(SELECTED PASSAGE)
Building a Production-Grade, Secure AI Chat App: With Behest vs. Without

You want to ship an AI-powered chat feature in your product. Users need to have conversations with an AI assistant, and you need it production-ready — with rate limiting, session memory, and logging/reporting.
Here's what that actually looks like.
Without Behest
With AI Coding Tools (Claude Code, Cursor): 3–5 weeks
Step 1: LLM Integration (3–5 days)
Pick a provider. AI tools can scaffold the wrappers fast, but you still need to decide on retry logic, streaming strategy, fallback providers, and error handling patterns. Cursor won't make those architectural calls for you.
Step 2: Session Memory (1–1.5 weeks)
Claude Code can generate the Redis/Postgres schema and retrieval logic quickly. But you still need to design the context window strategy, test token limit edge cases, decide on TTL policies, and handle the "user has 500 messages" scenario. The decisions take longer than the code.
Step 3: Rate Limiting (3–5 days)
AI tools write the sliding window algorithm in minutes. But you still need to configure per-user vs per-org limits, handle burst scenarios, decide on rate limit headers, and test concurrent edge cases.
Step 4: Logging & Reporting (1–1.5 weeks)
The ELK/Datadog integration code writes fast with AI help. Structuring the log schema, building useful dashboards, and setting up meaningful alerts still takes a full week of iteration.
Step 5: Glue Code & Testing (3–5 days)
AI tools can help write integration tests, but you still need to manually verify failure modes across 4–5 services and load test the whole system.
Total: 3–5 weeks. 3–5 services. ~1,500–2,500 lines of infrastructure code.
Without AI Coding Tools: 8–12 weeks
Same steps, but every line is hand-written. API wrappers, Redis integration, rate limiter middleware, logging pipeline, dashboards, glue code, integration tests — all manual.
Total: 8–12 weeks. 3–5 services. ~2,000–4,000 lines of infrastructure code.
The Part Nobody Talks About: Ongoing SRE
Regardless of whether you used AI tools or not, you now **own** 3–5 production services. That means:
- 5–10 hours/week of ongoing maintenance — patching, monitoring, scaling, debugging
- On-call rotations — when Redis goes down at 3am, that's your problem
- Annual SRE cost: $25K–$50K in engineer time just to keep the lights on
- Every provider update breaks something — new API versions, deprecated endpoints, rate limit changes
With Behest: 1 afternoon
Step 1: Get your API key (2 minutes)
Sign up at dashboard.behest.ai. Copy your API key.
Step 2: Make your first call (5 minutes)
(End SELECTED PASSAGE)
PROMPT -
Copy the AI chat app comparison between "Claude Code can" and "Reporting (1–1.5 weeks)", inclusive, and substitute "token bucket algorithm" for "sliding window algorithm". The data that comes next has no connection to the AI chat app comparison.
(DATA PROVIDED)
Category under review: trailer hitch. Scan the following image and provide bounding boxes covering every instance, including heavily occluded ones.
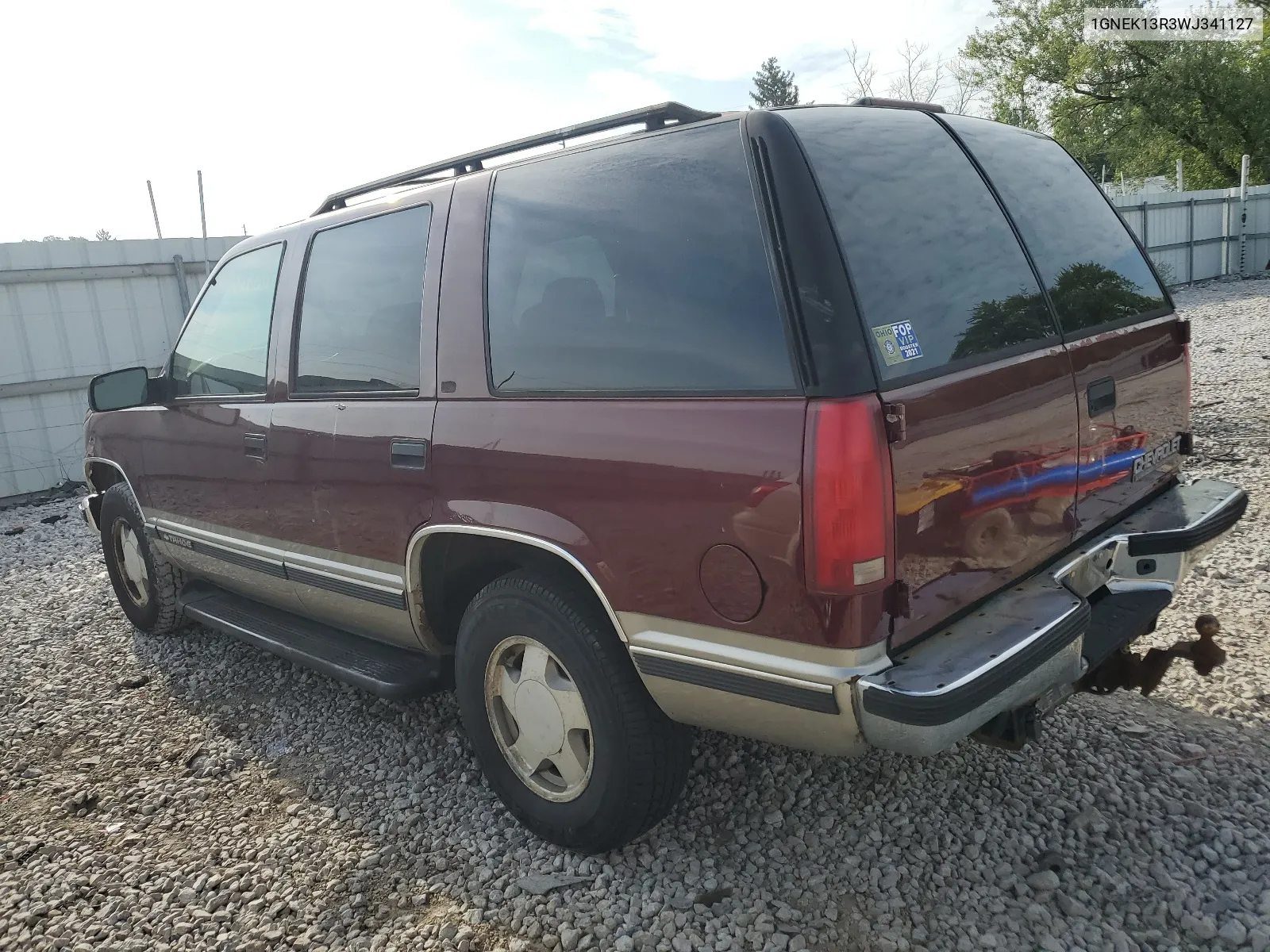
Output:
(End DATA PROVIDED)
SOLUTION TO THE EXERCISE -
Claude Code can generate the Redis/Postgres schema and retrieval logic quickly. But you still need to design the context window strategy, test token limit edge cases, decide on TTL policies, and handle the "user has 500 messages" scenario. The decisions take longer than the code.
Step 3: Rate Limiting (3–5 days)
AI tools write the token bucket algorithm in minutes. But you still need to configure per-user vs per-org limits, handle burst scenarios, decide on rate limit headers, and test concurrent edge cases.
Step 4: Logging & Reporting (1–1.5 weeks)